Copy the lines of the records from the one with "Exercise. Tag every instance of the thin" through the one with "Exercise. Tag every instance of the bokeh", and swap "pixel coordinates" for "image coordinates" everywhere in them. Change nothing else.

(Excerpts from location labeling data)
** Start **

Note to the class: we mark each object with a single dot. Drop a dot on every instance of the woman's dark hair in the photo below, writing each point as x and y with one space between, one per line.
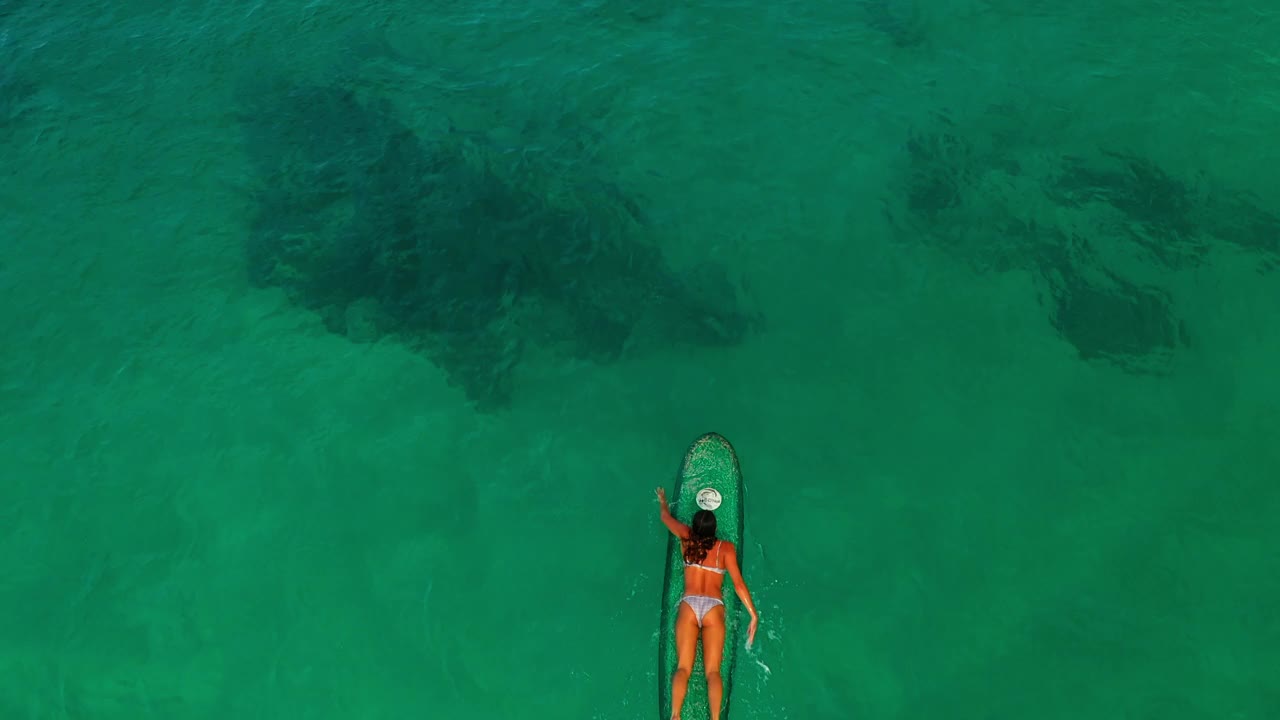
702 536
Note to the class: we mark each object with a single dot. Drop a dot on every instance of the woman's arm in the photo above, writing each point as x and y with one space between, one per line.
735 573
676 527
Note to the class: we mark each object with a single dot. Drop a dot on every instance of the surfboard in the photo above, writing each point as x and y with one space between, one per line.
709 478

** End **
** Start **

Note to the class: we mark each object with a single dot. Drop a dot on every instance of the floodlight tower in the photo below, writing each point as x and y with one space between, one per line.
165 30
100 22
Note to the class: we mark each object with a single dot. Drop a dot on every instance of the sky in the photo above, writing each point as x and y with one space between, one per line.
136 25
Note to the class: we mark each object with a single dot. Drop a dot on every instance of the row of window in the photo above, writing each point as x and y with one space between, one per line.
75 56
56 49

** End **
** Start **

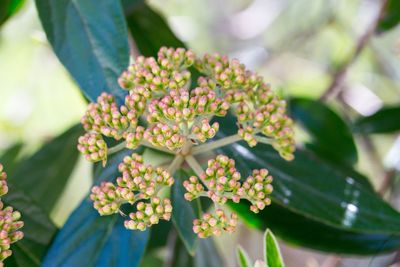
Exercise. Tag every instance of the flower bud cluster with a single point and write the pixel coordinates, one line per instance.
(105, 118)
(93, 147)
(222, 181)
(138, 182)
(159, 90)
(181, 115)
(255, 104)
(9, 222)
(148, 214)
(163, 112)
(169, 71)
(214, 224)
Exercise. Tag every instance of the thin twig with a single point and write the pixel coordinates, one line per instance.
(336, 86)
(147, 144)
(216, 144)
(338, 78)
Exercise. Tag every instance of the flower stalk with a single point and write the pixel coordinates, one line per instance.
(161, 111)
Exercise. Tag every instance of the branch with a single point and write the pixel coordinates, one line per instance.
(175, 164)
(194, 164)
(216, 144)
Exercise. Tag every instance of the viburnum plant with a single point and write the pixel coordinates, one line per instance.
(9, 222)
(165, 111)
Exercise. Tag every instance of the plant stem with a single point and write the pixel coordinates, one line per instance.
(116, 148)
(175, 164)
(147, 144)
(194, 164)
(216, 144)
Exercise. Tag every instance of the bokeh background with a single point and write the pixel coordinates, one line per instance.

** End **

Reply to the exercise:
Exercise. Tag every instance of the thin twig with a single point and write the image coordinates, one line per instance.
(336, 86)
(147, 144)
(216, 144)
(338, 78)
Exercise. Tag every instance of the flower stalk with a single point and write the image coordinates, one line per instance.
(161, 111)
Exercise. Tag every instance of the branch with a single point and write the image coordinates, one line per instance.
(175, 164)
(194, 164)
(216, 144)
Exercise. Tag every instance of the viburnum plant with a single point and write the image coordinates, one line per instance.
(9, 222)
(165, 111)
Exercise. Tag every instance of the plant stem with a single point and write the image coordinates, one line per instance.
(116, 148)
(175, 164)
(147, 144)
(194, 164)
(216, 144)
Exercise. Tag every instance of the bokeh background with a single point and write the image coordinates, one line per instance.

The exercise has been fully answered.